*PROVIDED TEXT*:
BEGIN
A Solution for an Enduring Dilemma from a Renaissance Type Scholar and Activist
Nineteenth Century Europe witnessed the height of nationalism and colonialism. Almost every nation ventured out to conquer a piece of the world, believing that any land not inhabited by Europeans is figuratively empty. And why not the Jews? Central and East European Jews, of Turkic/Slavic stock, commonly known as Ashkenazim, and currently constituting 80% of world Jewry, established their first colony in Palestine in 1882. That same year, the British invaded and occupied Egypt, and the colonialist Cecil Rhodes established a colony in south eastern Africa naming it after himself (now Zimbabwe).
It is said that the leaders of the Zionist Movement dispatched two rabbis to report on the country of their colonialist ambition. The rabbis reported back: "The bride is beautiful, but alas, she is already married to another man", meaning that the country was well- populated. That did not deter the leaders who persisted with their project to create a colonial-settler state, to be named Israel, and in the process cleansing out most of its endogenous population. Thus the enduring dilemma of what is to be done with the Palestinians and resolve this conflict that continues to cause so much misery for the whole population of that area and threaten world peace. This is the meaning of the title of this book.
The relationship of an author to her book is akin to that of the mother to her daughter. Thus a brief introduction of the author is worthwhile. Ghada Karmi, the nine year old of a prominent scholar, was more fortunate than most of those who were driven out of Jerusalem. Her family landed in England in 1949. If every cloud has its silver lining, the catastrophe that befell the Palestinians had its positive effects. Losing their land and homes, they turned to education as their means of survival and source of pride.
END
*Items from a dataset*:
BEGIN
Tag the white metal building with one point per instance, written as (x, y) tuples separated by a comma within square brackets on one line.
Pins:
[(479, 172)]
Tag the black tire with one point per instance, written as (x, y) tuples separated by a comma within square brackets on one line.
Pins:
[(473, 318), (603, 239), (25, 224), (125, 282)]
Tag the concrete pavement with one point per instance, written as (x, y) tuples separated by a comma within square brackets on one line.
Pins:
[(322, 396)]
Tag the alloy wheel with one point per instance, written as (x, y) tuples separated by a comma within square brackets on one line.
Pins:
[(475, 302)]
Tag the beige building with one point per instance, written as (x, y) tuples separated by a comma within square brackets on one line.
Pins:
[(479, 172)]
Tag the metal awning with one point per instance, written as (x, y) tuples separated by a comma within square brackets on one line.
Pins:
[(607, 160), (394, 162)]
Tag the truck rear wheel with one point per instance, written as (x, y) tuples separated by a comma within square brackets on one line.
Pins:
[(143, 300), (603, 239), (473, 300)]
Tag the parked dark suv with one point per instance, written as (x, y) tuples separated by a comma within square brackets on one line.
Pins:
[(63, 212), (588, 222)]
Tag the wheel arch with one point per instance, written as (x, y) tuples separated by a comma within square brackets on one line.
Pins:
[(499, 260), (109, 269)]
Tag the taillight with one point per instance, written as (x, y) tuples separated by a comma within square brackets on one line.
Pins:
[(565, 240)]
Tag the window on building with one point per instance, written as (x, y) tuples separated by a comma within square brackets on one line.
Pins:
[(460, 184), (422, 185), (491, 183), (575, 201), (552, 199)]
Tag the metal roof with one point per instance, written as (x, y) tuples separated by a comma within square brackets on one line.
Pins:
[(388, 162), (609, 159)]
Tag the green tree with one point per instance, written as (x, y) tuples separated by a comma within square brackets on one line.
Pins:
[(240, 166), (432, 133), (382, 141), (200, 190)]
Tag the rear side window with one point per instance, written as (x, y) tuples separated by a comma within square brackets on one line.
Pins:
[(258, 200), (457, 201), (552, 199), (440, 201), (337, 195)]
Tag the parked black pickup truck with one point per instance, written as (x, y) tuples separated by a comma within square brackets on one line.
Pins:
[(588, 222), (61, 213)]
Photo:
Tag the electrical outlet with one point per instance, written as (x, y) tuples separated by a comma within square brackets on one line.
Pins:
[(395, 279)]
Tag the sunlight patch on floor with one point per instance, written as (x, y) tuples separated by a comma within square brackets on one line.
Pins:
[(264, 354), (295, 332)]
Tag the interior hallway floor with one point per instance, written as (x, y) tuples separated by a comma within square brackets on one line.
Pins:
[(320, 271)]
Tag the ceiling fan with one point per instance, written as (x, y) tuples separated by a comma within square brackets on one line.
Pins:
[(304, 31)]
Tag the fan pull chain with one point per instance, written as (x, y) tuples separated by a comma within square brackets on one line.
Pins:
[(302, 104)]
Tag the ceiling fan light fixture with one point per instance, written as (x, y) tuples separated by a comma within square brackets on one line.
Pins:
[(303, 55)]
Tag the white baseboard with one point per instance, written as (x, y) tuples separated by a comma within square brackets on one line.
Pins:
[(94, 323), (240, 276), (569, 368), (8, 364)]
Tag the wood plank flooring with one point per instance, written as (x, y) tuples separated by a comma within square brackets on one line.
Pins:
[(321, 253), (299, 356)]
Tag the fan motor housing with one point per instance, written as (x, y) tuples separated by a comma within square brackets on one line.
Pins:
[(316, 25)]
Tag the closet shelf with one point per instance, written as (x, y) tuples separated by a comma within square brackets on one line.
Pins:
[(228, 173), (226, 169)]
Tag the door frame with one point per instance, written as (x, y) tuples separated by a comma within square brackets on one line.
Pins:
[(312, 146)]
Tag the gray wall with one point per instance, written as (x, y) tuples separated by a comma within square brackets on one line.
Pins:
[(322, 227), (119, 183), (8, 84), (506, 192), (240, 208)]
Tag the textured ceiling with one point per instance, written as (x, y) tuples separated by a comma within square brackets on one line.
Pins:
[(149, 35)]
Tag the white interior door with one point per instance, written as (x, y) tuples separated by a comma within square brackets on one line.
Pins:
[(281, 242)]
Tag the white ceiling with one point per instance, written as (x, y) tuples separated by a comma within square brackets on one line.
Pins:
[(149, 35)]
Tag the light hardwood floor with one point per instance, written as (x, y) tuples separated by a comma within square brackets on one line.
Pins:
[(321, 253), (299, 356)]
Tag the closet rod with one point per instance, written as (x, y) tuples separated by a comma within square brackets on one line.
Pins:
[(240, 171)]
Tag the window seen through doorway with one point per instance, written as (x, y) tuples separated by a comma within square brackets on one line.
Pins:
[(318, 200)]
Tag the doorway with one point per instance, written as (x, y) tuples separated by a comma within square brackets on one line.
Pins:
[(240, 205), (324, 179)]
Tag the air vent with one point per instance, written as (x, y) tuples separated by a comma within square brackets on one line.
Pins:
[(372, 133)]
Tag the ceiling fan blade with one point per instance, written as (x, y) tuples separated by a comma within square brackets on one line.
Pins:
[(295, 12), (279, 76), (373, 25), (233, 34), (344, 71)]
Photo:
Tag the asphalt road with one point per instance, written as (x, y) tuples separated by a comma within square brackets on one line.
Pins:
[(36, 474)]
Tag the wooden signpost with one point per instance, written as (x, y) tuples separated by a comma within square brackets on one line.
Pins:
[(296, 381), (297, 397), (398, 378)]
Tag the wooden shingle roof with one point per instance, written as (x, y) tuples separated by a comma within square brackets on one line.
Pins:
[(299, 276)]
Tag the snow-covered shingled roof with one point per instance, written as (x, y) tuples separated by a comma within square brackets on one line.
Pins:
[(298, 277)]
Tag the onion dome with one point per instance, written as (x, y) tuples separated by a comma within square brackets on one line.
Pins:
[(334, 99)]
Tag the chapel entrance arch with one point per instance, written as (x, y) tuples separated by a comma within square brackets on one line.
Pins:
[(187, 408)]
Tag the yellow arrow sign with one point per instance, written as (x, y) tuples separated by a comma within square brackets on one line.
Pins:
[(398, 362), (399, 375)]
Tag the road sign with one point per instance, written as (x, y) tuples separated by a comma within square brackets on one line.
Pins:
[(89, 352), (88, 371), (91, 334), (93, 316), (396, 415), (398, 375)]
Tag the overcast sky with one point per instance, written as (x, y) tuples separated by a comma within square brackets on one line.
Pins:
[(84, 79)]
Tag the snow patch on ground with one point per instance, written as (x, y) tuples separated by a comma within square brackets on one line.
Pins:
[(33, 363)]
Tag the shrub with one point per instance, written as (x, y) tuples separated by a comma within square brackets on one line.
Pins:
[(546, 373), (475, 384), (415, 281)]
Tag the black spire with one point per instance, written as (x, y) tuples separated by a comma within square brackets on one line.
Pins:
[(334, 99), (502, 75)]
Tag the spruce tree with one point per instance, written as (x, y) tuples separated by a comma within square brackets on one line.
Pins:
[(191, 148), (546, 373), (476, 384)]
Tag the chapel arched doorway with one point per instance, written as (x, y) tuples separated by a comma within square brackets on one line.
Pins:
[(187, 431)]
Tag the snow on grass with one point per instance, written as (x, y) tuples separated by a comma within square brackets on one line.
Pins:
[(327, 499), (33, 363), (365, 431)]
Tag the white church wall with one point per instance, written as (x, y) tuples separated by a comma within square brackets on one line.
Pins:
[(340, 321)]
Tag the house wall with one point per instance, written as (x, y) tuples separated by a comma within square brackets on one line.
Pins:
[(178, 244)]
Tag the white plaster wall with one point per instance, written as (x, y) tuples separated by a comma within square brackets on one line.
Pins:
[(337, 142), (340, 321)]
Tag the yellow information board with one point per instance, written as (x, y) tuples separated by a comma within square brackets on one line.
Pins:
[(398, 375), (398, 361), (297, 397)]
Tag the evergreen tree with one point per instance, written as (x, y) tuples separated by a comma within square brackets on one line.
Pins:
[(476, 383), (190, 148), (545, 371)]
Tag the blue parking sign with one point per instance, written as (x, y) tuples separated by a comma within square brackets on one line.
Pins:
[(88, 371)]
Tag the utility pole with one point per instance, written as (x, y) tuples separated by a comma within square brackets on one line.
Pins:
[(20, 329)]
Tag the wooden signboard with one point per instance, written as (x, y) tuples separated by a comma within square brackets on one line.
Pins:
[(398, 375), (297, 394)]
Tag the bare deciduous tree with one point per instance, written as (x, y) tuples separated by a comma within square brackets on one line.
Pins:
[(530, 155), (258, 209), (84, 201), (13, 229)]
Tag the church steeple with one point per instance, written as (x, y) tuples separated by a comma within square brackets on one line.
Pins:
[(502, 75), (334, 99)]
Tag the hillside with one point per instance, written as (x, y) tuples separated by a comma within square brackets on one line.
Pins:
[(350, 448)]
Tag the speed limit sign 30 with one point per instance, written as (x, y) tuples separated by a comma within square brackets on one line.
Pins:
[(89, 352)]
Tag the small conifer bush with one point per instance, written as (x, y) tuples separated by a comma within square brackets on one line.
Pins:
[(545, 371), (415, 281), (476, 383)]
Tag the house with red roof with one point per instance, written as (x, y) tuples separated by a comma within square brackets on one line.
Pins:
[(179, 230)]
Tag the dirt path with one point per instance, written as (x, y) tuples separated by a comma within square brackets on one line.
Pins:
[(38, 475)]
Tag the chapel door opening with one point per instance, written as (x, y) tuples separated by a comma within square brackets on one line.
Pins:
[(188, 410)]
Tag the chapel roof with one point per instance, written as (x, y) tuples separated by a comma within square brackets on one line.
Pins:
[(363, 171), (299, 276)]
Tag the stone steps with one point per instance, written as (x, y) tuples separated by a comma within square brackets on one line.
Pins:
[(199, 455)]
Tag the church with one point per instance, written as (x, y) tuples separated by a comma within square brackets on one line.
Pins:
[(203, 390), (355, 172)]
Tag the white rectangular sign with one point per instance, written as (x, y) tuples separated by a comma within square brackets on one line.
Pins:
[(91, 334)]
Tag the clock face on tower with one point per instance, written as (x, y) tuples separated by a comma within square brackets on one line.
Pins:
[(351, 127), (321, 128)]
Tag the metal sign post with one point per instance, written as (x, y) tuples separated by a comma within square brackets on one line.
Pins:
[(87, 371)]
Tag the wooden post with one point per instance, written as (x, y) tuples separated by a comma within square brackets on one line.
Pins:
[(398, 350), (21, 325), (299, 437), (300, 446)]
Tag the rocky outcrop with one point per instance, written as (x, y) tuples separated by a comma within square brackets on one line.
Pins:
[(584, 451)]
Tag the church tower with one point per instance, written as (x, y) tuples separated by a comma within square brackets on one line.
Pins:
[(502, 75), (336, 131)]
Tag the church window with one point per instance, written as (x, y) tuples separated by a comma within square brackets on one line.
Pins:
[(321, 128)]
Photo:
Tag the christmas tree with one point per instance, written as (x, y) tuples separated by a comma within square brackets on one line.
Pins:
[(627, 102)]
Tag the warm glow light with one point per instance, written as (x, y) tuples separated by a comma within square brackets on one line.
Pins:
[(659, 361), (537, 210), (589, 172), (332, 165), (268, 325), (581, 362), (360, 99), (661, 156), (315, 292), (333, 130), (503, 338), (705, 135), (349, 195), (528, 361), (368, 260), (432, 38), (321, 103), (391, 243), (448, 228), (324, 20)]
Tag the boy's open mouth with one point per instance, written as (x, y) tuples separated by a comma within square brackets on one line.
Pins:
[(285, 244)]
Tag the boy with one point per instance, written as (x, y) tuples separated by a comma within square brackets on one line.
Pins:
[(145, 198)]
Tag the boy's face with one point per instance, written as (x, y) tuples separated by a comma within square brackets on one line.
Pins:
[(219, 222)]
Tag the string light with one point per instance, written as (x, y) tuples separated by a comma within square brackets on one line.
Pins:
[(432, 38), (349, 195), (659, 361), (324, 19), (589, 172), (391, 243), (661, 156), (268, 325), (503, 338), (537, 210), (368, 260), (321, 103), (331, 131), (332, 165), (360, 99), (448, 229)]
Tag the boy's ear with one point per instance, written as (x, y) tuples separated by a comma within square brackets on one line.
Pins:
END
*WHAT TO DO*:
• 1. Decide whether each statement below agrees with the book review. Give yes or no for each, with the deciding words from the review quoted exactly.
(a) The first colony in Palestine was established in 1882.
(b) Ghada Karmi's family landed in England in 1950.
(c) The rabbis reported that the country was sparsely populated.
• 2. According to the book review, which country did the British invade and occupy in 1882?
• 3. Carry on the book review about Palestine that opens the page, starting after its final sentence.

*LIST OF ANSWERS*:
• 1.
(a) Yes: "established their first colony in Palestine in 1882"
(b) No: "Her family landed in England in 1949."
(c) No: "meaning that the country was well- populated"

• 2. Egypt.

• 3.
Ghada seems to have internalized this culture par excellence. She first qualified in and practiced medicine, and followed this with a doctorate in History of Medicine, and continues to teach, research and consult on these subjects. At the same time, she has been continuously involved in politics as a scholar and activist. I know of a man who would be proud of Dr. Karmi. He is Rudolph Virchow, the great German physician and scientist, and a leader of the 1848 revolution in Germany and Europe. When asked how he justified taking time from his medical pathology research to be active in politics replied: " Politics is medicine on a large scale".
This book is the latest of several books in and scores of articles written by this author. One of these books is an autobiography entitled "In Search for Fatima". Consider this fact: this memoir is rated as 9 on the Flesh-Kincaid Readability Index, meaning that it can be understood by a reader with 9 years education. In contrast "Married to Another Man" is rated 16. Few authors can be so versatile.
Eloquent, assertive and attractive, Dr. Karmi gained access to high political circles. This book benefits from her first-hand experience. It is also a scholarly and well- documented treatise. Even the most informed will find new material in it. The book is divided into seven chapters, an introduction, and an epilogue. Each chapter can be read on its own, but all serve as a useful background to understand the dilemma and the logic of the proposed solution. Two of the chapters are on the cost of Israel to the Arabs and the Palestinians.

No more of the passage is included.